YOUR GOAL
Each line of the data must be given back verbatim, with pictures removed.

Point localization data
===

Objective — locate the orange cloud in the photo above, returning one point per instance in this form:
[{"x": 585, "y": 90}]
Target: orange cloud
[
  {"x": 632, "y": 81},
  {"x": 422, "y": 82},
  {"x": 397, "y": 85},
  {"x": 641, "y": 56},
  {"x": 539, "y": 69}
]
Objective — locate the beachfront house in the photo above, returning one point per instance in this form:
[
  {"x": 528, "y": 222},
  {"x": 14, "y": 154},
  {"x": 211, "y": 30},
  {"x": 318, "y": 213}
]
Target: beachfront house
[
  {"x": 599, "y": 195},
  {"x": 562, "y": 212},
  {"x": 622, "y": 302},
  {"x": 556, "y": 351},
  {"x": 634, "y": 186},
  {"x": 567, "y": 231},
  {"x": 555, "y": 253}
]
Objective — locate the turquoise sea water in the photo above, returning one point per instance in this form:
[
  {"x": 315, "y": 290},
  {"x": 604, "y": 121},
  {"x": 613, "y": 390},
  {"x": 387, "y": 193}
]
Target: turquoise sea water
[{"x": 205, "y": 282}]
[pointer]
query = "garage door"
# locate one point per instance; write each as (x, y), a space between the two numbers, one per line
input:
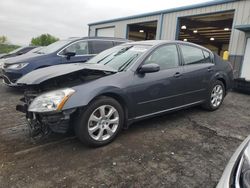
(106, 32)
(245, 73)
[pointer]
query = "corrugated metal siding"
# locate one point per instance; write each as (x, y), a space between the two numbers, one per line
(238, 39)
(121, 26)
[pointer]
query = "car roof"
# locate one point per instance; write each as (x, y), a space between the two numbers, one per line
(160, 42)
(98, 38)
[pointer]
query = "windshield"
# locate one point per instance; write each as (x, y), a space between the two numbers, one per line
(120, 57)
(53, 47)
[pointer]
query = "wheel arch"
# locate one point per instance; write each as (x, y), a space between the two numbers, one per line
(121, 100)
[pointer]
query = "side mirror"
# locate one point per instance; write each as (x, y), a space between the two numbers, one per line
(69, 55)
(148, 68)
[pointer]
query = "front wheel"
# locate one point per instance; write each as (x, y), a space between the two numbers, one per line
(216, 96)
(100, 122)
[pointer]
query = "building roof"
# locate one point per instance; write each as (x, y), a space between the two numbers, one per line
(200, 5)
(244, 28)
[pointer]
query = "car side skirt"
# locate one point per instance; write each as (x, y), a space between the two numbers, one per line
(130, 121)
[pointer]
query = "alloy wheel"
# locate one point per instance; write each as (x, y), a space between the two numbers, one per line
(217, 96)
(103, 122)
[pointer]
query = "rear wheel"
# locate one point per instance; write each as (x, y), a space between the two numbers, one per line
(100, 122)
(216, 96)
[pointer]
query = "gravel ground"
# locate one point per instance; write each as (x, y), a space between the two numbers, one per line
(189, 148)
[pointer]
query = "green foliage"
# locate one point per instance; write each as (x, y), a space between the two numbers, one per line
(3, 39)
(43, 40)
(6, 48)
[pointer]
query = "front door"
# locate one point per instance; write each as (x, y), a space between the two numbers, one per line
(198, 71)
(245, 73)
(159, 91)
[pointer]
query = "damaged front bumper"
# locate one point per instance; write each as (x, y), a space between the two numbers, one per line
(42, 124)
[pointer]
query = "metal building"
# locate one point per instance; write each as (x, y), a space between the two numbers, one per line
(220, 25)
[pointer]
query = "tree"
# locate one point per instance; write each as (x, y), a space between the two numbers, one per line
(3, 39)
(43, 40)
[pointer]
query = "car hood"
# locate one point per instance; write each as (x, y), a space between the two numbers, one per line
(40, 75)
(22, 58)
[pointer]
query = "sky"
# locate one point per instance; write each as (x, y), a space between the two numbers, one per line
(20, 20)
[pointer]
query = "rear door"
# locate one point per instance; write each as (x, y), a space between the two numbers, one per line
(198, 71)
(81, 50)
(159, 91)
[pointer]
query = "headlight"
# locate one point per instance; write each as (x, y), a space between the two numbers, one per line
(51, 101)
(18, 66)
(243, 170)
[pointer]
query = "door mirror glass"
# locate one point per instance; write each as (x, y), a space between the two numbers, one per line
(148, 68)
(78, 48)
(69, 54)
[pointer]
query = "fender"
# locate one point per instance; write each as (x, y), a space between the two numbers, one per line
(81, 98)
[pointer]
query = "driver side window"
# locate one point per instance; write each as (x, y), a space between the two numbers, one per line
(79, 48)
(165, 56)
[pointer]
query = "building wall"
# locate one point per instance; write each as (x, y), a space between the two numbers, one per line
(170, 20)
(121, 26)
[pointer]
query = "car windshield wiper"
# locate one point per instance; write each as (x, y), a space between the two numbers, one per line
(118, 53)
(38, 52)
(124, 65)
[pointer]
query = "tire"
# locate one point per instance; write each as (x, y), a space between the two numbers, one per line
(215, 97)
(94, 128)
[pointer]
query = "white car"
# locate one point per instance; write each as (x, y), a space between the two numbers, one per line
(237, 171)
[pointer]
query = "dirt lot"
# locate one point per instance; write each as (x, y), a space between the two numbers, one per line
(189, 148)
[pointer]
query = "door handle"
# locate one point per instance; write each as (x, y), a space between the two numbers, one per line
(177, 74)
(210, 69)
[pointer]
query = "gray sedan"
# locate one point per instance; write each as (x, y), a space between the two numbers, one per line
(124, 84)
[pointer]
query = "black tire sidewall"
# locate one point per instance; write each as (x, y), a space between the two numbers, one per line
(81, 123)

===

ANSWER TO THIS EXERCISE
Objective — locate the orange cloud in the photo above, returning one point per instance in this form:
[{"x": 585, "y": 90}]
Target: orange cloud
[
  {"x": 632, "y": 81},
  {"x": 422, "y": 82},
  {"x": 397, "y": 85},
  {"x": 641, "y": 56},
  {"x": 539, "y": 69}
]
Objective — locate the beachfront house in the photo above, returning one point per instance in this form:
[
  {"x": 528, "y": 222},
  {"x": 14, "y": 154},
  {"x": 211, "y": 30},
  {"x": 318, "y": 213}
]
Target: beachfront house
[
  {"x": 599, "y": 195},
  {"x": 562, "y": 212},
  {"x": 622, "y": 302},
  {"x": 556, "y": 351},
  {"x": 634, "y": 186},
  {"x": 567, "y": 231},
  {"x": 555, "y": 253}
]
Objective — locate the turquoise sea water in the photo above, returning one point per instance in this form:
[
  {"x": 315, "y": 290},
  {"x": 604, "y": 121},
  {"x": 613, "y": 390},
  {"x": 387, "y": 193}
]
Target: turquoise sea water
[{"x": 205, "y": 282}]
[pointer]
query = "garage door"
# locate one point per instance; write each as (x, y), a space between the two numbers, one per line
input:
(106, 32)
(245, 73)
[pointer]
query = "corrugated metal siding"
# locate one point per instance; write each as (x, y), a space between the two numbers, one per line
(238, 39)
(121, 26)
[pointer]
query = "car roof"
# locate one point per instance; write each as (x, y), a space between the two numbers, one per line
(160, 42)
(98, 38)
[pointer]
query = "windshield"
# locate one point per instance; write each as (x, y), a space between the two numbers, one per line
(120, 57)
(53, 47)
[pointer]
query = "wheel arch"
# locate one point per instance; write each as (x, y), a space between the two numbers, one per line
(121, 100)
[pointer]
query = "side mirror"
# locate one point per instance; write each as (x, y), a space between the two numbers, one per line
(69, 55)
(148, 68)
[pointer]
query = "front wheel"
# locate one point per instance; write each as (x, y), a space between the two numbers, one per line
(216, 96)
(100, 122)
[pointer]
query = "building roof"
# locate one point per instance; write each as (x, y), a space between the two numbers, one per line
(200, 5)
(244, 28)
[pointer]
query = "car side skirt"
# locate one point per instance; write each as (x, y), a space between the two numbers, one per line
(130, 121)
[pointer]
query = "alloy wheel"
# locate one point per instance; write each as (x, y), a space between the two numbers, one per line
(217, 96)
(103, 122)
[pointer]
query = "rear wheel"
# locate one point per instance; write each as (x, y), a space between the two numbers, one per line
(100, 122)
(216, 96)
[pointer]
query = "gravel ground"
# locate one point per instance; write each as (x, y), a space between the two numbers, one per line
(189, 148)
[pointer]
query = "green foliage"
# locate one point per instance; write each as (x, y), a space between the two numbers, one per line
(3, 39)
(43, 40)
(6, 48)
[pointer]
query = "front door"
# locate one point per instance; write each as (x, y), a space between the two numbers, one per line
(198, 71)
(245, 73)
(159, 91)
[pointer]
query = "damaged front bumper"
# locate one point per instance; write each as (x, y), a space between the two numbers, one per line
(42, 124)
[pointer]
query = "metal building"
# locate one point per instance; write each as (x, y), a space between the two numbers, one per line
(220, 25)
[pointer]
query = "tree"
# locate one point per instance; write each as (x, y), a space between the two numbers, one per line
(3, 39)
(43, 40)
[pointer]
query = "car hood"
# locate one point per instance; write each as (x, y), a space between the two numbers, one per line
(40, 75)
(22, 58)
[pointer]
query = "sky"
# locate one point per instance; write each as (x, y), a space between the two numbers, one per line
(20, 20)
[pointer]
query = "rear door"
# locate one point per instance; write each as (x, y), a space between the two numbers, one per line
(198, 71)
(81, 50)
(159, 91)
[pointer]
query = "headlight"
# locate one point per instance; write each as (x, y), a space between the two numbers, one per line
(51, 101)
(18, 66)
(243, 170)
[pointer]
query = "door mirror glass"
# locate one point per instance; write each as (x, y), a space between the two numbers, one per line
(148, 68)
(78, 48)
(69, 54)
[pointer]
query = "fender"
# locate one point per instance; write each as (x, y), a space between the two numbers, one per line
(81, 98)
[pointer]
query = "driver side window"
# locate one point per instance; write each as (x, y), a space between the two numbers, one per line
(79, 48)
(165, 56)
[pointer]
query = "building wall"
# locate one point per instance; write each as (x, y), a space between the two numbers, one per line
(170, 20)
(121, 26)
[pointer]
query = "car windshield wiper"
# locate one point per instance; write each as (x, y), a space between the two numbers, one per line
(118, 53)
(38, 52)
(124, 65)
[pointer]
query = "tire"
# locate one point per instance; write each as (x, y), a space between the two numbers, one per line
(215, 97)
(94, 128)
[pointer]
query = "white car"
# locate one point per instance; write each as (x, y), a space between the two numbers, one per line
(237, 171)
[pointer]
query = "dirt lot"
# locate one point per instance; write each as (x, y), a space between the two numbers, one per line
(189, 148)
[pointer]
query = "door handle"
# locate one point per instance; write each as (x, y), a space between the two numbers, one per line
(177, 74)
(210, 69)
[pointer]
query = "gray sedan"
# locate one point per instance; write each as (x, y), a space between the two numbers, one per line
(124, 84)
[pointer]
query = "black tire sidewall"
# locate one point per instance; write each as (x, y), a space between the two numbers, one per line
(81, 123)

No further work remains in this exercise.